- [What you are asked to do]
In everything from the line "[trace] tree" down to the end of the lines, swap "separate parts" for "distinct pieces". Write out only those lines, with nothing else changed.

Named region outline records
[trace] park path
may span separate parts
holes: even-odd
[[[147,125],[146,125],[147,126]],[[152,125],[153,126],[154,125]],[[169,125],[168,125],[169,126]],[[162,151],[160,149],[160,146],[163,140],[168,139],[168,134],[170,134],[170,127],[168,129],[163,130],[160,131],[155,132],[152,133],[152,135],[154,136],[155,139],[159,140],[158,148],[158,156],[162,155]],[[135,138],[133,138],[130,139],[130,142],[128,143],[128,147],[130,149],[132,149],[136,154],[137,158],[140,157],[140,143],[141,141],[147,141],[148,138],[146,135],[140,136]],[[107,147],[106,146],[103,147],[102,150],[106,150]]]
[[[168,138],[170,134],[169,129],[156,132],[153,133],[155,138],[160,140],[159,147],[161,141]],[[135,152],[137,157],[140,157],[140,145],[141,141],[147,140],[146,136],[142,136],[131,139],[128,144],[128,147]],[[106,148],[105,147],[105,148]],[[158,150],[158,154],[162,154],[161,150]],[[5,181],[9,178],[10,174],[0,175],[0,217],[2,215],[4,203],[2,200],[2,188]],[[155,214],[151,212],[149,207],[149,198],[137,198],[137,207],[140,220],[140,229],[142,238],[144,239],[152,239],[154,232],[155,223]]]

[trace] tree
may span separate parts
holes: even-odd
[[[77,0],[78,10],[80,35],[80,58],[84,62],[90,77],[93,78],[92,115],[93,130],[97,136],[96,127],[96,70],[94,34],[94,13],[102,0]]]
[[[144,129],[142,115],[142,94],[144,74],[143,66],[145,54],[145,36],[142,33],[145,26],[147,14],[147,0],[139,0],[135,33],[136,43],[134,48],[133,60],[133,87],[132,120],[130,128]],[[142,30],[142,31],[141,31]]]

- [Solution to this task]
[trace] tree
may span distinct pieces
holes: even-odd
[[[77,0],[78,10],[80,35],[80,58],[84,62],[90,77],[93,78],[92,115],[93,130],[97,136],[96,127],[96,70],[94,34],[94,13],[102,0]]]
[[[144,129],[142,115],[142,94],[144,74],[143,66],[145,54],[145,36],[142,33],[145,26],[147,14],[147,0],[139,0],[135,33],[136,43],[134,48],[133,60],[133,87],[132,120],[130,128]],[[142,30],[142,31],[141,31]]]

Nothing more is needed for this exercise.